## Çözülecek Problemler:
1. Türkiye ekonomisi hakkındaki metinde "Büyüme ve özelleştirmelerle" sözcükleriyle başlayıp "böyle bir şeydir!.." ile biten bölümü, "Hükümet" ifadesini "İktidar" ile değiştirerek yeniden yazın.
2. Türkiye ekonomisi hakkındaki metinde "Büyüme ve özelleştirmelerle" diye başlayan paragrafı, temel bilgilerini koruyarak madde işaretli bir liste hâline getirin.
3. Türkiye ekonomisi hakkındaki metni son cümlesinden sonra sürdürün.

## Sayfa Alıntısı:
== == ==
Büyüme ve özelleştirmelerle kamu gelirleri de hızla artar. Hükümet GAP yatırımlarını kısa sürede tamamlar . Güneydoğu’da verilen gelişme sözü tutulmuştur, sulama ile tarımsal kalkınma hızlanır, işsizlik azalır ve barış akabinde arzı endam eder. Yanı sıra diğer sulama projeleri ile tarımda büyük üretim artışları yaşanır ve Türkiye gıda üretiminde bir dünya gücü olma başarısını yakalar, özellikle Rusya ve çevresi ile gireceği ilişkilerle hem ihracat hem turizm pazarları için AB’ye alternatif bir pencere açılmış olur. Ama bu arada, Türkiye, AB ile tam üyelik yolundan uzak durmaz ve kriz koşularının güvenli limanı olduğunu kanıtlamış olmanın avantajı ile, elini daha da güçlendirir. Başbakan Erdoğan’ın krizi fırsat olarak değerlendirmiş olmaktan kastettiği de işte böyle bir şeydir!..
== == ==
## Sağlanan Veriler:
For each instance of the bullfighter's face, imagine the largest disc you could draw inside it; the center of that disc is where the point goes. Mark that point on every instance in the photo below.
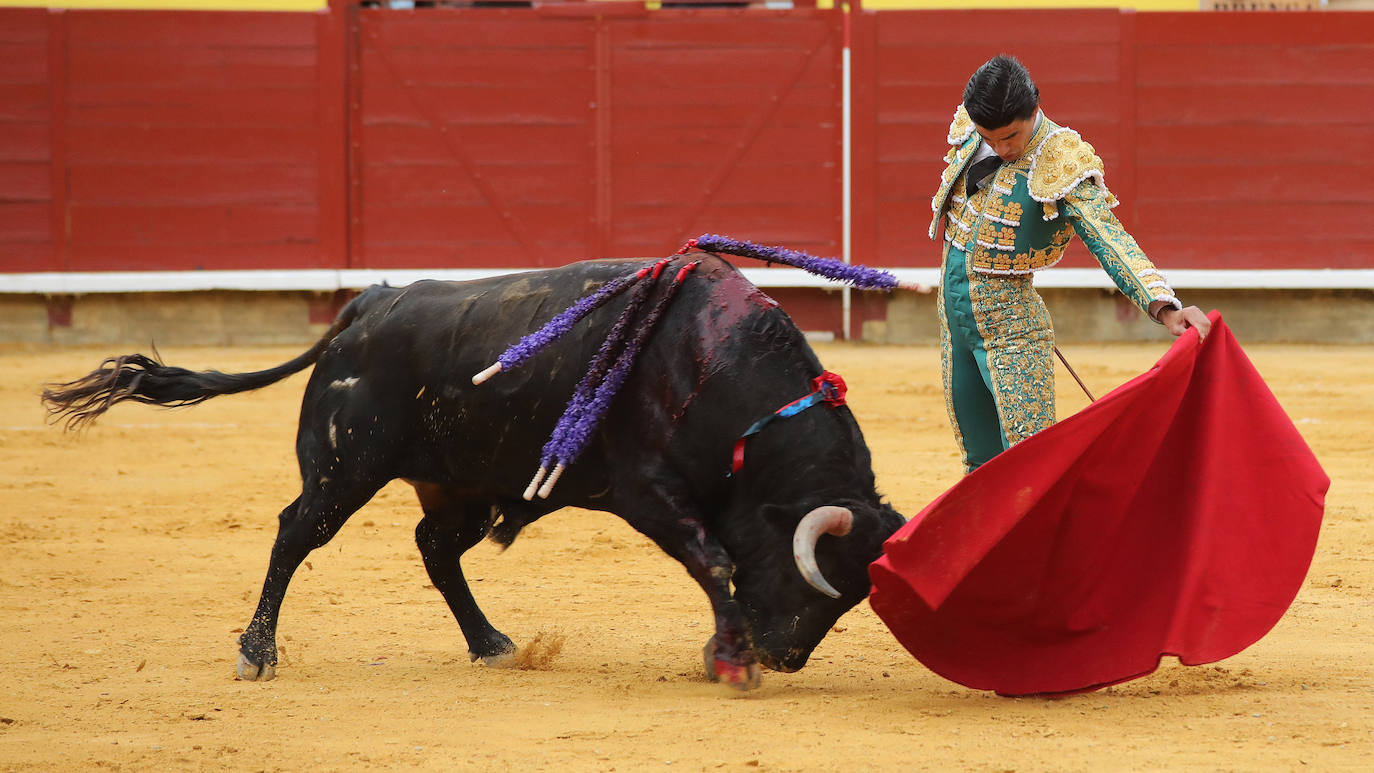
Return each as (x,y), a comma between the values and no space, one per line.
(1009,142)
== == ==
## Yazılı Yanıtlar:
1.
Büyüme ve özelleştirmelerle kamu gelirleri de hızla artar. İktidar GAP yatırımlarını kısa sürede tamamlar . Güneydoğu’da verilen gelişme sözü tutulmuştur, sulama ile tarımsal kalkınma hızlanır, işsizlik azalır ve barış akabinde arzı endam eder. Yanı sıra diğer sulama projeleri ile tarımda büyük üretim artışları yaşanır ve Türkiye gıda üretiminde bir dünya gücü olma başarısını yakalar, özellikle Rusya ve çevresi ile gireceği ilişkilerle hem ihracat hem turizm pazarları için AB’ye alternatif bir pencere açılmış olur. Ama bu arada, Türkiye, AB ile tam üyelik yolundan uzak durmaz ve kriz koşularının güvenli limanı olduğunu kanıtlamış olmanın avantajı ile, elini daha da güçlendirir. Başbakan Erdoğan’ın krizi fırsat olarak değerlendirmiş olmaktan kastettiği de işte böyle bir şeydir!..

2.
- Büyüme ve özelleştirmelerle kamu gelirleri hızla artar.
- Hükümet GAP yatırımlarını kısa sürede tamamlar.
- Güneydoğu’ya verilen gelişme sözü tutulur. Sulamayla tarımsal kalkınma hızlanır, işsizlik azalır ve barış gelir.
- Diğer sulama projeleriyle tarımda büyük üretim artışları yaşanır. Türkiye gıda üretiminde bir dünya gücü olur.
- Rusya ve çevresiyle kurulacak ilişkiler, ihracat ve turizm pazarları için AB’ye alternatif bir pencere açar.
- Türkiye AB’ye tam üyelik yolundan uzak durmaz. Krizde güvenli liman olduğunu kanıtlamanın avantajıyla elini güçlendirir.
- Başbakan Erdoğan’ın krizi fırsat olarak değerlendirmekten kastettiği budur.

3.
2009 başından itibaren yeniden hızlanan büyüme, krizden zaten ucuz sıyrıklarla kurtulmuş Türkiye ekonomisini yönetenleri haklı çıkarmış, kriz fırsata dönüştürülmüştür. Kamuoyu bu öngörüsü de doğru çıkan AKP iktidarını yerel seçimlerde kahir ekseriyetle yeniden işbaşına getirir, muhalefetin de eli böğründe kalır.
AKP iktidarı, krizi atlatan ve BOP hedeflerinin yeniden peşine düşen ABD’nin, bölgedeki en önemli müttefiki olarak eli daha güçlenmiş olarak bölgesel rolüne devam eder.
Esmer senaryo
Gelelim krizin esmer senaryosuna. Daha ilk dalgada en önemli yatırım bankalarının iflası ve dara düşmesi ile başlayan ABD’deki yaprak dökümü, Kongre’nin sancılanarak çıkardığı yardım paketine rağmen, deva bulmaz..Toplum müthiş bir hayal kırıklığı ve güven bunalımı yaşamaktadır..Derin bir kriz toplumdan uzun süre saklanmıştır, umulmadık dağlara kar yağmıştır. İstenen fedakarlığın ilk ve son fedakarlık olacağı ne malum? Ya bu da kar etmezse ?
Bu güven bunalımı ile beklenen durulma bir türlü gerçekleşmez.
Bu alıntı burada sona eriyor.